DATA ENTRIES
▬▬▬

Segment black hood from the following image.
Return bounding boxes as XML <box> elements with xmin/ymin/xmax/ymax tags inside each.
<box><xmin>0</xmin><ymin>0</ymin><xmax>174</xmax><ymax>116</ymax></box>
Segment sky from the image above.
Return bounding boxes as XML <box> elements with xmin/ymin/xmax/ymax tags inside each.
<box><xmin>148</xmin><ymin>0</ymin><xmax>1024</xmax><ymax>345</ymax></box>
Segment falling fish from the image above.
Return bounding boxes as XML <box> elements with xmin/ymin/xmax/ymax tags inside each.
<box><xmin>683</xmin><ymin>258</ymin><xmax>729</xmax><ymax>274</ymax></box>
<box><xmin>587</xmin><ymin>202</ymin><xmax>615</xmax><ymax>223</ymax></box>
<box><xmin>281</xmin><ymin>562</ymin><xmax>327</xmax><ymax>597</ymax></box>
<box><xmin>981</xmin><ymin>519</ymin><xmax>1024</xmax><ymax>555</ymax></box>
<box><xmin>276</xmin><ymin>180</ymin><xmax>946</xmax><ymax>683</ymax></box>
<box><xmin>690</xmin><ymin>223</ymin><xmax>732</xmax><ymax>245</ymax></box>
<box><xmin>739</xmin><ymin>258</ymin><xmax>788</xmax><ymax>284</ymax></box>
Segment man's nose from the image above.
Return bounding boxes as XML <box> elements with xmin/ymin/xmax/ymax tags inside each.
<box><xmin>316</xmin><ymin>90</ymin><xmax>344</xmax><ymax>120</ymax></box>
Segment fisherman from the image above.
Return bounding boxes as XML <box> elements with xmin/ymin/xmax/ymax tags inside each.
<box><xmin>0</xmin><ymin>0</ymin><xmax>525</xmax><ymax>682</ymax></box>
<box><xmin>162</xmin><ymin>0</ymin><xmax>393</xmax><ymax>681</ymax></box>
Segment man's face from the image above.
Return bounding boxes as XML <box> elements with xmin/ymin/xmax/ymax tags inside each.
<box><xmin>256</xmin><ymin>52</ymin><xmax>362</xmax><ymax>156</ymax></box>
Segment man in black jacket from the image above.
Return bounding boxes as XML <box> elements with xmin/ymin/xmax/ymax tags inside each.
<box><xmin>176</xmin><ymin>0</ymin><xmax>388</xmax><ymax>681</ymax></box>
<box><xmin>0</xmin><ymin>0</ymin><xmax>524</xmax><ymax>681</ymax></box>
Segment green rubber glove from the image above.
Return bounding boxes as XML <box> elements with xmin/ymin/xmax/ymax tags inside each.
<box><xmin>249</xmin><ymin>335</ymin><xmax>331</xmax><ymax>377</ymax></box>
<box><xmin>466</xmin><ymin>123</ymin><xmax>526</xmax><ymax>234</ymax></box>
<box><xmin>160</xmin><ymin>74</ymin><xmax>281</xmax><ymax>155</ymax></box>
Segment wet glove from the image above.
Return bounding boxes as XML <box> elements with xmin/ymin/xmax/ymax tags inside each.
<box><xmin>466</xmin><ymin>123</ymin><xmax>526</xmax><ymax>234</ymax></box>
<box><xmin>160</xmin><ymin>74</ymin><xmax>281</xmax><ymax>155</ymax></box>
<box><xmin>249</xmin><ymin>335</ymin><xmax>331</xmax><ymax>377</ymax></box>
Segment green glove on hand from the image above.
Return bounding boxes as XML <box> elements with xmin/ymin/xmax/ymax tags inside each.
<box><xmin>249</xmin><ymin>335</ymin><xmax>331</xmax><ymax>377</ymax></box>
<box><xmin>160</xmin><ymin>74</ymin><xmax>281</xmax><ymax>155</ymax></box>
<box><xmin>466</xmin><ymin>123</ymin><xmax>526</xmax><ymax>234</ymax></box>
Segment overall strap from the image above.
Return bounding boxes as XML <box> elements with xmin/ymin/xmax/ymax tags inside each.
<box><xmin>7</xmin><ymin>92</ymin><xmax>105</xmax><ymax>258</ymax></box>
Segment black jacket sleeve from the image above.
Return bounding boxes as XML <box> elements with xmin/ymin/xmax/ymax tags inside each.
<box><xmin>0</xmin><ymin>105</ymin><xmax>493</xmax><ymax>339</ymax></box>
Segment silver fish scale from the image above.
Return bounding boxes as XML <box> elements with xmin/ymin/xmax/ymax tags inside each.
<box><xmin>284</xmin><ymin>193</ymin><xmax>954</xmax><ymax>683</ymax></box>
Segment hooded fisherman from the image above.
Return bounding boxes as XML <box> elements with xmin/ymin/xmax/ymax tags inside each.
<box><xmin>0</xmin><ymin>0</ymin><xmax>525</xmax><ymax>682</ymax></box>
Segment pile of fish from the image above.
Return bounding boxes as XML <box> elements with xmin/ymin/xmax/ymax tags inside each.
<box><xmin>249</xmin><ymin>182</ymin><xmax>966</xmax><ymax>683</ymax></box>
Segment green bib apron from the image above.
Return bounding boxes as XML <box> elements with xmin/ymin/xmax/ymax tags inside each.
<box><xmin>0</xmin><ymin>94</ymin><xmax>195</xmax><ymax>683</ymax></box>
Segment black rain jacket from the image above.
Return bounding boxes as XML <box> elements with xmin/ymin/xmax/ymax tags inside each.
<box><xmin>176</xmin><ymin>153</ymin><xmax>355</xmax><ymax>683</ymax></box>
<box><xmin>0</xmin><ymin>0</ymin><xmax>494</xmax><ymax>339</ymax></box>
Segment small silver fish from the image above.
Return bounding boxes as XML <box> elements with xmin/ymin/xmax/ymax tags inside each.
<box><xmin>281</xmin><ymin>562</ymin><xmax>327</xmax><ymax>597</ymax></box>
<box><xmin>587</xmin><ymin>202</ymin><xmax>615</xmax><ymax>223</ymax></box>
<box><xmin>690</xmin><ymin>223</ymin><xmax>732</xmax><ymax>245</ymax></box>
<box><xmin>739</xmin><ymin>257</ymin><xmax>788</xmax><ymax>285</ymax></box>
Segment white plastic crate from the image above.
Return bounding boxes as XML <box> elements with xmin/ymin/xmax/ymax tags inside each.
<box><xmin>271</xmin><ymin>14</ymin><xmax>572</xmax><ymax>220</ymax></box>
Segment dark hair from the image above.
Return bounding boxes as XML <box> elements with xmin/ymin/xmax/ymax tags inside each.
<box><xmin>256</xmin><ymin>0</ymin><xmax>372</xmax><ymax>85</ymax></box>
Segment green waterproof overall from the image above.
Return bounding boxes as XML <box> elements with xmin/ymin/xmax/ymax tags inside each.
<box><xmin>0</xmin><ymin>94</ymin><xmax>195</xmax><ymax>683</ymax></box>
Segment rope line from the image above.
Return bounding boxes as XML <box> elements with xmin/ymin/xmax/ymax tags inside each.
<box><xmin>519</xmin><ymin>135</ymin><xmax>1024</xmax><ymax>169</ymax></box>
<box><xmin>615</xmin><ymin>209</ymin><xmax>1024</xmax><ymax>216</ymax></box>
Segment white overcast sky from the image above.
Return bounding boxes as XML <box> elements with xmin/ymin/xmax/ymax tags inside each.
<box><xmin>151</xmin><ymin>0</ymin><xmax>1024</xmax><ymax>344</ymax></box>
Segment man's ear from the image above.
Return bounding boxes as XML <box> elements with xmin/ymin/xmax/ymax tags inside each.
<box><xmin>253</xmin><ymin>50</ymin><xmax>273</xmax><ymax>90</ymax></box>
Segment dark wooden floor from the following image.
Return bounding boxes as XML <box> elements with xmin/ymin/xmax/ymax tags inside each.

▬▬▬

DIRECTIVE
Select and copy every line of the entries above that contains the string "fisherman".

SOLUTION TO THIS TASK
Segment fisherman from the image above.
Segment hooded fisherman from the image above.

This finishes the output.